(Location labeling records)
━━━━━━

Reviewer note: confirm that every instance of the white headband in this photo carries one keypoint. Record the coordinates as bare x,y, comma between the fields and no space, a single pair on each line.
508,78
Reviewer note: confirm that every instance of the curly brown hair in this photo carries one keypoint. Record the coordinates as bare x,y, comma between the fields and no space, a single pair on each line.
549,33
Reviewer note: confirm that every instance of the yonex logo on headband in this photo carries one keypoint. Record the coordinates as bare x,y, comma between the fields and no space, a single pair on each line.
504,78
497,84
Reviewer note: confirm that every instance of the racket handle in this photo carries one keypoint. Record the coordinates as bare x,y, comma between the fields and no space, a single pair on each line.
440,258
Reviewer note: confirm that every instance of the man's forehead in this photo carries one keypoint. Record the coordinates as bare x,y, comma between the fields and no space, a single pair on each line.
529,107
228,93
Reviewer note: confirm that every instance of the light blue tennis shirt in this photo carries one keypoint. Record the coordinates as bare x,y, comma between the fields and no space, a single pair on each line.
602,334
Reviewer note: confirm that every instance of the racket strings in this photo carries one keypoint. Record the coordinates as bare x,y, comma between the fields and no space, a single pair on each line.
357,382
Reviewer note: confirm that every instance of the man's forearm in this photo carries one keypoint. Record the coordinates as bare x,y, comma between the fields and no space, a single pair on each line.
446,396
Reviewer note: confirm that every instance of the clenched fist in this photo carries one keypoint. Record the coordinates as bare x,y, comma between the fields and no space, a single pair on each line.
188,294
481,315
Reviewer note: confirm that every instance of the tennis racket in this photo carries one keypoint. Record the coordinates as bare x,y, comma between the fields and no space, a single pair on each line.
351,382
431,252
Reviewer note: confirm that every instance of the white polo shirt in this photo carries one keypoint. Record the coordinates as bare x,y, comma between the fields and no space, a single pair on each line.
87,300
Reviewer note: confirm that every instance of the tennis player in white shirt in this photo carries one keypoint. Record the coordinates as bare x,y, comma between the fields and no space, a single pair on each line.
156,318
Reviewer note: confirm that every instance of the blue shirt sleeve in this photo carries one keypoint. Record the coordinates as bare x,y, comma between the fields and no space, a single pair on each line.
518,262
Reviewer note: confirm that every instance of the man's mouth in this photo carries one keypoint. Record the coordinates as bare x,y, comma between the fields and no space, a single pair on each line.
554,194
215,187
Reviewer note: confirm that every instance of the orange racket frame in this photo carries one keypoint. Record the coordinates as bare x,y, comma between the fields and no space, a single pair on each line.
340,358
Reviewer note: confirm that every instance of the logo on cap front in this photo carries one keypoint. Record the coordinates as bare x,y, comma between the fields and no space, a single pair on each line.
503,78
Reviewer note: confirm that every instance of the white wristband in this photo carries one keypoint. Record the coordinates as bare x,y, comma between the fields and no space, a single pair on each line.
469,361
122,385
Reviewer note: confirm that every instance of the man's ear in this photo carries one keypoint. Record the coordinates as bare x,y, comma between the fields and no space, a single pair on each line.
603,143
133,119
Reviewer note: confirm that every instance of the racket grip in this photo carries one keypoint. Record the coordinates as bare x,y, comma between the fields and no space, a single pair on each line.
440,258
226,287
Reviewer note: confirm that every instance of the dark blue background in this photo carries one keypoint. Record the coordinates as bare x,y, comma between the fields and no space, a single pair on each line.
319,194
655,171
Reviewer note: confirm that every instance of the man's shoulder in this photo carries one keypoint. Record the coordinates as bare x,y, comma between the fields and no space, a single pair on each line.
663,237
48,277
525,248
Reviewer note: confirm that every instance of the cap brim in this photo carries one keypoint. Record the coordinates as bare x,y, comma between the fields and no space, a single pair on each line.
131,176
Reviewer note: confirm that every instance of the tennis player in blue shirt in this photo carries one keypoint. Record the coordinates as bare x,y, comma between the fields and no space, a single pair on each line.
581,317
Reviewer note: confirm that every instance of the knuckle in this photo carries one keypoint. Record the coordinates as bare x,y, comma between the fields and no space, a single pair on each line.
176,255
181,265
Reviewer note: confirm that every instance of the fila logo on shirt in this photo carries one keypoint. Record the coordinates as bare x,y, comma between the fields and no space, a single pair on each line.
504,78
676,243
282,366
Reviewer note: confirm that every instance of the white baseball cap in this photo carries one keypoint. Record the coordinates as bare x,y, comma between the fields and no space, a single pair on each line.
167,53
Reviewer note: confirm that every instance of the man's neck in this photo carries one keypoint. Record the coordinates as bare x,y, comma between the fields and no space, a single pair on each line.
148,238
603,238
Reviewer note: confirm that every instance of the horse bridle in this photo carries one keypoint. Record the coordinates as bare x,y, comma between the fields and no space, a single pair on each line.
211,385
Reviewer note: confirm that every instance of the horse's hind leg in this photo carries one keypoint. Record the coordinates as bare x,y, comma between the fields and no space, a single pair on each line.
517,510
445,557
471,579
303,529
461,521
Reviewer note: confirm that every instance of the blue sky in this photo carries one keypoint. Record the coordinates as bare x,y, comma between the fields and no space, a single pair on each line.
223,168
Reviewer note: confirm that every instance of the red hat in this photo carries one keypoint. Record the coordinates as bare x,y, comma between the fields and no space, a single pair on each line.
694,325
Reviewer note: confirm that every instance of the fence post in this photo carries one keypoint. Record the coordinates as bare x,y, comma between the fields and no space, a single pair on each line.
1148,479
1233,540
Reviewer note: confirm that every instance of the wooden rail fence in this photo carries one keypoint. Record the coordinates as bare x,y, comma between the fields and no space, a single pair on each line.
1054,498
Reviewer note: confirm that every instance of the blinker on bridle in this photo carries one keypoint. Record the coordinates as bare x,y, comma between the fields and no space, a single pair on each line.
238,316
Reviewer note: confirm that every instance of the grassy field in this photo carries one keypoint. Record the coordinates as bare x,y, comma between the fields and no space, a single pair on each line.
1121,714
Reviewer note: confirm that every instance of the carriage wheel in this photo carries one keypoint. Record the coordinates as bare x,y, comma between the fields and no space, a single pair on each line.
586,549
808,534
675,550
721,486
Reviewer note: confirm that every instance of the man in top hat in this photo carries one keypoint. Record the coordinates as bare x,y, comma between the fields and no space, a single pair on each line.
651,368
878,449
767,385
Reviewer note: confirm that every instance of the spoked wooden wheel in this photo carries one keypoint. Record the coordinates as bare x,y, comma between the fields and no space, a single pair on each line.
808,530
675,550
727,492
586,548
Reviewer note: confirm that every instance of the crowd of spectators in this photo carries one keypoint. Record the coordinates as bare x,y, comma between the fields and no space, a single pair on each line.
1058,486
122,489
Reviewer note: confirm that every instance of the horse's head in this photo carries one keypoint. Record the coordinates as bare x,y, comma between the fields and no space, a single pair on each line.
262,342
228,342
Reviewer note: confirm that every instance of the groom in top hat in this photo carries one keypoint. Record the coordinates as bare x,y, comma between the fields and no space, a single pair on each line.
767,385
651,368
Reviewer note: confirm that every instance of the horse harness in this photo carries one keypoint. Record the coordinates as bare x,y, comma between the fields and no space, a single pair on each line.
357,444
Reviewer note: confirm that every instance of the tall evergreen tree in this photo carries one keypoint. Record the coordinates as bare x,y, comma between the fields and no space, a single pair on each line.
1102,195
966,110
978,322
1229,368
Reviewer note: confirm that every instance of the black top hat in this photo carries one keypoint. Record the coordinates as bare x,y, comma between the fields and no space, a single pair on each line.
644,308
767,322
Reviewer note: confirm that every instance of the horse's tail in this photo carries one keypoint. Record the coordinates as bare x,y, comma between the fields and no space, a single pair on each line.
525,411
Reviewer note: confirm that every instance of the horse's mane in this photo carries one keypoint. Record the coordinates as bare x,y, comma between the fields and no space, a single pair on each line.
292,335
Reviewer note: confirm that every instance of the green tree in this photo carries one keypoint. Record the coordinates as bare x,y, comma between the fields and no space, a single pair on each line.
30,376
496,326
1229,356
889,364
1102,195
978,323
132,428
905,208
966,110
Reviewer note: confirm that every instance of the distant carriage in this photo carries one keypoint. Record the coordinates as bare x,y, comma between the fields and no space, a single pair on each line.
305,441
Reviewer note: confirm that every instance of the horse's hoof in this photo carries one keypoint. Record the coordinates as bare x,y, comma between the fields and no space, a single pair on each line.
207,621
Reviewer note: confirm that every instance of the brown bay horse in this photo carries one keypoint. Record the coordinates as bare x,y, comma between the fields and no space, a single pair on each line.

━━━━━━

▸ To do
Recast the records, from the line containing "Reviewer note: confirm that every instance of the green" through the end of the records, as a Markdown table with the columns "Row" and "Entry." Give each line its own numbered row and omit blank lines.

▸ Output below
| Row | Entry |
|---|---|
| 1 | Reviewer note: confirm that every instance of the green tree in this photo carries one keypoint. Record the coordinates as bare x,y, comma between the fields and no space, a single pair on each line. |
| 2 | 30,376 |
| 3 | 496,326 |
| 4 | 1229,356 |
| 5 | 889,364 |
| 6 | 1102,195 |
| 7 | 978,323 |
| 8 | 132,428 |
| 9 | 905,208 |
| 10 | 966,110 |
| 11 | Reviewer note: confirm that every instance of the distant carriage in this photo carries one keypoint. Record the coordinates as bare x,y, comma between the fields and no space, a single pair on each line. |
| 12 | 305,441 |
| 13 | Reviewer note: confirm that every instance of the horse's hoof in this photo carries one keypoint. Record the coordinates as bare x,y, comma between the fields and no space, a single pair on each line. |
| 14 | 207,621 |
| 15 | Reviewer note: confirm that every instance of the brown bay horse in this photo carries one keypoint. Record the coordinates as bare x,y, comma between the fields and no space, a single pair on each line. |